Exercise inputs:
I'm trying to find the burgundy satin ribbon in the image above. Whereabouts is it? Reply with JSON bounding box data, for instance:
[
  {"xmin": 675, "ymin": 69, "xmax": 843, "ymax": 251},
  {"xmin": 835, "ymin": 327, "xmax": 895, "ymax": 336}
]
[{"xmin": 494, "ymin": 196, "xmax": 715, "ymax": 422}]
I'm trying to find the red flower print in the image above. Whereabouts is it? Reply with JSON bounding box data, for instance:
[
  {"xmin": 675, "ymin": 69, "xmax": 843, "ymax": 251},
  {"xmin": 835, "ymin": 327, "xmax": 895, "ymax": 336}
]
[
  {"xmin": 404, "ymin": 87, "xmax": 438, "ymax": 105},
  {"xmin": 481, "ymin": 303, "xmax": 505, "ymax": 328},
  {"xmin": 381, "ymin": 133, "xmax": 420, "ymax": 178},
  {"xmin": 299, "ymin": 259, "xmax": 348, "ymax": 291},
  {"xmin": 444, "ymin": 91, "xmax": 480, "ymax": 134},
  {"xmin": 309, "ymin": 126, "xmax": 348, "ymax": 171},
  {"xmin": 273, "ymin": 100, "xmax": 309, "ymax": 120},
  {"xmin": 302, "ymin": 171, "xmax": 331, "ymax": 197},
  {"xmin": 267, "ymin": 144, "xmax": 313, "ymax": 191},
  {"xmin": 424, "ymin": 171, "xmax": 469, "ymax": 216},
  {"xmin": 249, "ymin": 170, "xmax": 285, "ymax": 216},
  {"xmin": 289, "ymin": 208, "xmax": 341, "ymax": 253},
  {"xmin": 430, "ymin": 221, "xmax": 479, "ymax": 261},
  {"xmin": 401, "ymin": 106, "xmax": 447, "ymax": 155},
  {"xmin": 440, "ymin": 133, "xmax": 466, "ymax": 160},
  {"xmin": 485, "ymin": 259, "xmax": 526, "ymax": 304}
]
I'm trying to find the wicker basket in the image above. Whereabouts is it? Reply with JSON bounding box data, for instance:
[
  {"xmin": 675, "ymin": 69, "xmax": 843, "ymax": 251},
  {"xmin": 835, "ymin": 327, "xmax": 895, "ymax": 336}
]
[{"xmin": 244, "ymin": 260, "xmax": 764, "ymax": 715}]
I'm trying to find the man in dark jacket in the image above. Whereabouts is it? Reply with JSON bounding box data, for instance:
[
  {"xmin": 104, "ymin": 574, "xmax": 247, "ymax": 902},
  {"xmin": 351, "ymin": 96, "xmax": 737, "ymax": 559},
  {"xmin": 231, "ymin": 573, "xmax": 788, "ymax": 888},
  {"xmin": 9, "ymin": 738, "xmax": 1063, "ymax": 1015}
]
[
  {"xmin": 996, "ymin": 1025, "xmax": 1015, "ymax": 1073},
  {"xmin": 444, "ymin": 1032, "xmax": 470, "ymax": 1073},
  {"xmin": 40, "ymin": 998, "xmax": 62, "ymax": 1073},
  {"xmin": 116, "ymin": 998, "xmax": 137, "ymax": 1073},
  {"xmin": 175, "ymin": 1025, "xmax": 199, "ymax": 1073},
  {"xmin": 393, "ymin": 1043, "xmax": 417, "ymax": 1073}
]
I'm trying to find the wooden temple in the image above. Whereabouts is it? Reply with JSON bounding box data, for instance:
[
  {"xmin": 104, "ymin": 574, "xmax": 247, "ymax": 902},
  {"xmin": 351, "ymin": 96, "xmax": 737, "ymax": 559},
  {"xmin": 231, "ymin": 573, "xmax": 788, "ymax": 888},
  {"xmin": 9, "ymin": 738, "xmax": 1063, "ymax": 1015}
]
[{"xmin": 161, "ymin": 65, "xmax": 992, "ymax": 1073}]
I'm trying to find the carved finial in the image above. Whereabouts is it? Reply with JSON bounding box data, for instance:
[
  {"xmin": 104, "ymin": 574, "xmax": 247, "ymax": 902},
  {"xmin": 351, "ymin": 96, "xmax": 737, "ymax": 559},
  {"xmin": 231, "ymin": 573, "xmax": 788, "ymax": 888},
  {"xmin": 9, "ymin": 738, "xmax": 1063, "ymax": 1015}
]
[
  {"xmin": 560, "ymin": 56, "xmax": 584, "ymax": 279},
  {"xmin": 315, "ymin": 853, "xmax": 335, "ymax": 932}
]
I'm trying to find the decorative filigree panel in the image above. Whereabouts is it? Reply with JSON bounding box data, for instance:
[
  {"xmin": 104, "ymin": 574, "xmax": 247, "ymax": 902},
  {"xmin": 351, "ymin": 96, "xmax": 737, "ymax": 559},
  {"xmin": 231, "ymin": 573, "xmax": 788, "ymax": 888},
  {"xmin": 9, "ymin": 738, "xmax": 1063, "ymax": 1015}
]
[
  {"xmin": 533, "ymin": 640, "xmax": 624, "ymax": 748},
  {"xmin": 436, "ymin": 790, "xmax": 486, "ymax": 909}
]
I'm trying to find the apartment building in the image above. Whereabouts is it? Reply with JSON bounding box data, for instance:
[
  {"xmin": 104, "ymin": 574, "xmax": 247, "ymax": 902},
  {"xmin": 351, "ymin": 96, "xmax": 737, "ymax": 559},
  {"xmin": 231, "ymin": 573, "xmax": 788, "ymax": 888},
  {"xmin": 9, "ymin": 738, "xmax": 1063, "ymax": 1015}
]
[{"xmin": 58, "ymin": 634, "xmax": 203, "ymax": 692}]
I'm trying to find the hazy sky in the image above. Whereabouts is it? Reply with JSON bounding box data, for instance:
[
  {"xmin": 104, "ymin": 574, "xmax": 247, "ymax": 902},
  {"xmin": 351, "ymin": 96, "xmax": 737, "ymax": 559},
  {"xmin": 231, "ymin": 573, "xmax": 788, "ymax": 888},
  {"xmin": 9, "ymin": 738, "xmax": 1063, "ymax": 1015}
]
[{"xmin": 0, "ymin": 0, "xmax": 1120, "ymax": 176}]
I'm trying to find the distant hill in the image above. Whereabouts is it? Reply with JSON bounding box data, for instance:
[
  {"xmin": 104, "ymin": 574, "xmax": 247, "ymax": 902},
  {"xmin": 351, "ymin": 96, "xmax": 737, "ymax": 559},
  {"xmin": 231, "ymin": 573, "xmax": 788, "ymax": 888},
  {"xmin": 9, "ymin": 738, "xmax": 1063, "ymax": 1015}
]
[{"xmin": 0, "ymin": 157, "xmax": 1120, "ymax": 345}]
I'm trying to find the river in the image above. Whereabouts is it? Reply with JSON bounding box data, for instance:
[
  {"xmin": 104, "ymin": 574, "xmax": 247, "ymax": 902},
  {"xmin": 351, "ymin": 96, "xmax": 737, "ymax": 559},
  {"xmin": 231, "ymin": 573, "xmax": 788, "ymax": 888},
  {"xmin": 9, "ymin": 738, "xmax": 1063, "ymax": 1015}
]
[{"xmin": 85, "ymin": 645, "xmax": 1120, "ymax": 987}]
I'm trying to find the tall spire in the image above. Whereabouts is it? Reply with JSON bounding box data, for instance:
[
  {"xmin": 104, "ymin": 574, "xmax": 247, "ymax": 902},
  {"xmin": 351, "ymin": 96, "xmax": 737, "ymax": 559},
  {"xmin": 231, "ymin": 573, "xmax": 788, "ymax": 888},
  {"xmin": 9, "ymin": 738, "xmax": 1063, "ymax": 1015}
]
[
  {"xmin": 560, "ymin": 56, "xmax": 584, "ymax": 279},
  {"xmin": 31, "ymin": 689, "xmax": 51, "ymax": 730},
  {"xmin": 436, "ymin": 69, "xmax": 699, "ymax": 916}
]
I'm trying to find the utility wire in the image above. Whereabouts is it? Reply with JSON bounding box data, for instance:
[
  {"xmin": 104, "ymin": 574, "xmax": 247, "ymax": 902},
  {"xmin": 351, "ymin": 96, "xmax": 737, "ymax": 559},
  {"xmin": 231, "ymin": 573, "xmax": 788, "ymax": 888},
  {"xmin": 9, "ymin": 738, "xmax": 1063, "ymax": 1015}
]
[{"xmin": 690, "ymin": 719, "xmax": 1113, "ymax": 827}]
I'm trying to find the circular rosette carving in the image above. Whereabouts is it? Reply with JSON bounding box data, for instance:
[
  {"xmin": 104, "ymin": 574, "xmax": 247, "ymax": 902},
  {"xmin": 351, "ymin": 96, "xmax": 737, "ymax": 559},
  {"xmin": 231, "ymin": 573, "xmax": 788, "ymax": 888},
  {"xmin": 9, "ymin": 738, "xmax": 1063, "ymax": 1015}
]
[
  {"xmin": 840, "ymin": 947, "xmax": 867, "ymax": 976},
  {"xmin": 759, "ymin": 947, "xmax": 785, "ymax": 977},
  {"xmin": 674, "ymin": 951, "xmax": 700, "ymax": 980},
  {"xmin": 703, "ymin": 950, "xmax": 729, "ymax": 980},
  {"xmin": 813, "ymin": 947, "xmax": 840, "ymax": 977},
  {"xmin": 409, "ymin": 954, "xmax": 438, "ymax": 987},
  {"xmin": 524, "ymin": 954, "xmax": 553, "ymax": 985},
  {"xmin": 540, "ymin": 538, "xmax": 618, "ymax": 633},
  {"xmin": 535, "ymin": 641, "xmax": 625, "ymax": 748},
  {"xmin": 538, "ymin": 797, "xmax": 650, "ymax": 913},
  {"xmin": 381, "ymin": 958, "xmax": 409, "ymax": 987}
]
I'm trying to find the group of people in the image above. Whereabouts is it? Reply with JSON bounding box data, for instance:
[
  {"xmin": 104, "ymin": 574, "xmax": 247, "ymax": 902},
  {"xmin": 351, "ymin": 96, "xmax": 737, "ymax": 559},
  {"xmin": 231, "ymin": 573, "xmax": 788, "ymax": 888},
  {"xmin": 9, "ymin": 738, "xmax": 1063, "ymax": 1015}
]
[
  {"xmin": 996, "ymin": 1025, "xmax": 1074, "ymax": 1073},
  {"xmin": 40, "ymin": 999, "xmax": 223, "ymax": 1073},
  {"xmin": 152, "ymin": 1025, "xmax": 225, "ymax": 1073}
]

What is required:
Collect every line in the entries above that contains the string "panel". Uppercase and lowercase must match.

Response:
I'm trying to find the decorative filigree panel in the image above. Whereabouts is it? Reply with JSON bounding box data, for instance:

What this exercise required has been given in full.